- [Metin kesiti]

#####

Erdoğan memleketinden seslendi

Erdoğan memleketinden seslendi

Başbakan Recep Tayyip Erdoğan memleketi Rize'de il başkanlığında konuşuyor. Erdoğan'ın hedefinde İsrail eleştirilerine karşı gelen çevreler var.. Erdoğan, "bizi başka iktidarlara benzetmeyin" dedi ve uyardı...

Erdoğan, partisinin Rize İsmail Kahraman Kültür Merkezi'nde düzenlenen İl Danışma Meclisi Toplantısında yaptığı konuşmada, milletten çok kutsal bir emanet devraldıklarını ifade ederek, ''Televizyonları izliyorum, zaman zaman insanın çıldırası geliyor. Bakıyorsunuz bir tanesi çıkıyor diyor ki 'Sayın Başbakan olay oldu, ardından Grup Toplantısında güzel bir konuşma yaptı ama ondan sonra bu olaya değinmesine gerek yok.' Yahu insaf. Dünyanın çenesi duruyor mu? Dünya bu olaylar karşında sessiz kalacak, onlar susmayacak, biz haklı olduğumuz bir olayda haksızlığa mahkum edilmeye doğru gidiyoruz. Yanınızda monşerlerle çıkıyorsunuz, konuşuyorsunuz. Monşerler adeta bize diplomasi dersi vermeye kalkıyor, siz onlara karşı bir şey diyemiyorsunuz, bize 'sus' diyorsunuz. Nasıl susarız?'' diye konuştu.

#####

- [Seçilmiş kayıtlar]
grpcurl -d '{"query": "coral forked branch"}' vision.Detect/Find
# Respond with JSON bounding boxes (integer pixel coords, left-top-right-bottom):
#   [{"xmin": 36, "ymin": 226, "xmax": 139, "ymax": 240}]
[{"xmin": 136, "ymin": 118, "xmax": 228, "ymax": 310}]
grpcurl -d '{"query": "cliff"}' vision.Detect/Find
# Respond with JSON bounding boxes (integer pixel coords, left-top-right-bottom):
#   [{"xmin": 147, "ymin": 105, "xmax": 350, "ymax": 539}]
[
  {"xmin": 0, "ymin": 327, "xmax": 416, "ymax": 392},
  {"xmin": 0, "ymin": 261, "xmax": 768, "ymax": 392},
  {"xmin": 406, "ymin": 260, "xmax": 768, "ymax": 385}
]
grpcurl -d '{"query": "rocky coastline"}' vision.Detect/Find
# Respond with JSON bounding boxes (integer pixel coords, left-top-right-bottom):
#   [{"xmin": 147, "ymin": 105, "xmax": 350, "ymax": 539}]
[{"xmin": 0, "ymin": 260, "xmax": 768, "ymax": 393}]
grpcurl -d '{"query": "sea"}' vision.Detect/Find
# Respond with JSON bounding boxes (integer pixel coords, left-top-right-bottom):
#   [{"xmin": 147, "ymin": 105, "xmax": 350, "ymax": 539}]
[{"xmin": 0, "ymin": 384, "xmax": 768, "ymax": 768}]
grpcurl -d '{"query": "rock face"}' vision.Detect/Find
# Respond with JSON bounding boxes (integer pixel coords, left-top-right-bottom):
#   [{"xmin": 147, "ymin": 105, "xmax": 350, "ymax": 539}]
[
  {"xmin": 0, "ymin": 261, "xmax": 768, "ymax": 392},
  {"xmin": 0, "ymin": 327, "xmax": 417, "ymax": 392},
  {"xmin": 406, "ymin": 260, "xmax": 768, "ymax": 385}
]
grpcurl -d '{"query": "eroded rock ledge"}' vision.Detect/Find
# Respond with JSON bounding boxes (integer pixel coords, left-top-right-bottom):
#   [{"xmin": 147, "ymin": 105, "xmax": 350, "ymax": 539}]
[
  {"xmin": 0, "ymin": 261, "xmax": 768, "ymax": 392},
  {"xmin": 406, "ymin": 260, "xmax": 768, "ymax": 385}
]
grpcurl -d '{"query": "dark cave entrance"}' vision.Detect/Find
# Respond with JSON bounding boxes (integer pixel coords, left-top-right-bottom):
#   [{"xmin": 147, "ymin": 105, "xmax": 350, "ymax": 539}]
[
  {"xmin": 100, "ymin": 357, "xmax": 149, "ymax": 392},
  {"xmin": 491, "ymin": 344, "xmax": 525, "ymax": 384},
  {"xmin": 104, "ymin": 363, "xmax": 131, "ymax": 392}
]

#####

- [Soru 1] Erdoğan'ın Rize konuşmasıyla ilgili haberde, partisinin İl Danışma Meclisi Toplantısı hangi mekânda düzenlendi?
- [Soru 2] Erdoğan'ın Rize konuşmasıyla ilgili haberi kaldığı yerden devam ettirin.

- [Yazılı yanıt 1] Rize İsmail Kahraman Kültür Merkezi'nde.

- [Yazılı yanıt 2]
Haksızlık karşısında susmanın kendi şiarlarından olmadığını söyleyen Başbakan Erdoğan, Mehmet Akif Ersoy'un ''Zulmü alkışlayamam, zalimi asla sevemem/Gelenin keyfi için geçmişe asla sövemem/Kanayan bir yara gördüm mü yanar ta ciğerim/Onu dindirmek için kamçı yerim, çifte yerim/ Adam aldırma da geç git diyemem aldırırım/Çiğnerim, çiğnenirim, hakkı tutar kaldırırım/Zalimin hasmıyım amma severim mazlumu'' dizelerini okudu.

Başbakan Erdoğan, şunları kaydetti:

YÜREĞİMİZ KAN AĞLIYOR
''Biz onlar gibi rahat değiliz. Bizim yüreğimiz kan ağlıyor ama onların böyle bir derdi yok. Onlar rahatlar. Onlar 'dünya kazan biz kepçe' mantığıyla değil, onlar rahat koltuklarında otursunlar, rahat malum yerlerinde otursunlar. Bir gece bir yerde, bir başka gece bir başka yerde, farklı şekilde, o biçim hayatlarını sürdürsünler ondan sonra gelsinler dünyayı konuşsunlar. Bizim öyle bir yaşamımız yok. Biz bu konuda farklıyız. Biz dertliyiz dertli. Mevlana'nın diliyle 'dertli olmayan deva olmaz', bunu böyle biliniz.  Bu millet bize, hizmet üretmemiz, Türkiye'yi büyütmemiz, Türkiye'nin refahını çoğaltmamız, Türkiye'nin istikrarını, kardeşliğini pekiştirmemiz için ama emaneti yükledi. Ama bu millet aynı zamanda bize bu ülkenin uluslararası çıkarlarını, itibarını, şerefini muhafaza etmemiz, ona sahip çıkmamız, onu gözümüz gibi korumamız için de emaneti teslim etti.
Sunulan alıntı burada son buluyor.